Work to do: Rewrite every one of the records below as a numbered list, dropping any blank lines. Leave the pictures out of your answer.

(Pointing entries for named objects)
** Begin **
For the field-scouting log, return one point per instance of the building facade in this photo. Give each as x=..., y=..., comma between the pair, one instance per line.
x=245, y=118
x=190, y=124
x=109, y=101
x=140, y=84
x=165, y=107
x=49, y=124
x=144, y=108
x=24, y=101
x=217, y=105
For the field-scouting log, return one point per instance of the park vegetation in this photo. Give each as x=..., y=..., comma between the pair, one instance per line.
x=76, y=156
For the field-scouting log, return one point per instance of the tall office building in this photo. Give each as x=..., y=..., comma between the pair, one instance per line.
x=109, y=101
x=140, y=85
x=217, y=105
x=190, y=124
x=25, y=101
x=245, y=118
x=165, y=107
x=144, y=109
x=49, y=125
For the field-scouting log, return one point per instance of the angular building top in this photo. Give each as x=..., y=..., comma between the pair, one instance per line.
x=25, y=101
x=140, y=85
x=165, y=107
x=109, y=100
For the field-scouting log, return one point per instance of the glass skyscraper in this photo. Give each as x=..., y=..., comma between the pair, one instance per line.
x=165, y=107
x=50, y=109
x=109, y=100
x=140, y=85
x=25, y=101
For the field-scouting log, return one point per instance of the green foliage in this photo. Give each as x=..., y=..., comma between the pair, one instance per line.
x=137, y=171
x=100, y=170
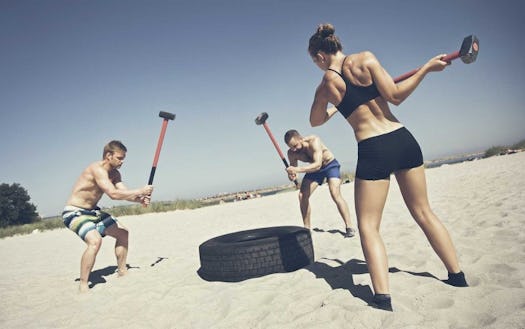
** End **
The answer:
1. For the field-scouting log, return one point per instance of the building facade in this photo. Give each as x=..., y=..., comma between the pair, one instance per line.
2. x=245, y=118
3. x=190, y=124
4. x=109, y=101
5. x=140, y=84
6. x=165, y=107
7. x=49, y=124
8. x=144, y=108
9. x=24, y=101
10. x=217, y=105
11. For the field-scouting log, return one point per instance of the park vegetation in this photo. Give each as x=..., y=..., comma between the pair, one instance per line.
12. x=76, y=156
13. For the field-scouting log, return one point per instance of the tall office building in this photo. Give each as x=..., y=..., comma between the pair, one instance per line.
14. x=109, y=101
15. x=140, y=85
16. x=217, y=105
17. x=190, y=124
18. x=25, y=101
19. x=245, y=118
20. x=165, y=107
21. x=144, y=109
22. x=49, y=125
23. For the field-scouting log, return one point per instance of the angular building top in this photo. Give each as x=..., y=..., comma between the pair, one instance per line.
24. x=25, y=101
25. x=140, y=85
26. x=165, y=107
27. x=109, y=100
28. For the field-scouting log, return one point per instance of the glass skyscraper in this photo. Give each as x=..., y=..., comma between the pair, one instance per line.
29. x=165, y=107
30. x=50, y=109
31. x=109, y=100
32. x=140, y=85
33. x=25, y=101
34. For the field-scouting log, return one point per instance of the green foliage in this photo. Give each as x=..., y=..., comma between the pair, one instance per line.
35. x=137, y=171
36. x=100, y=170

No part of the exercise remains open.